• _Dataset records_
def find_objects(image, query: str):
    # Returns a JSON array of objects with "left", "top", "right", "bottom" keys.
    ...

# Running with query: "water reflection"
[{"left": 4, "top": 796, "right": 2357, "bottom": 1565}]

• _The problem_
Each line of the listing has to be repeated exactly in the reply.

• _Your solution_
def find_objects(image, query: str):
    # Returns a JSON array of objects with "left", "top", "right", "bottom" keys.
    ...

# Running with query: "water reflection"
[{"left": 4, "top": 796, "right": 2357, "bottom": 1565}]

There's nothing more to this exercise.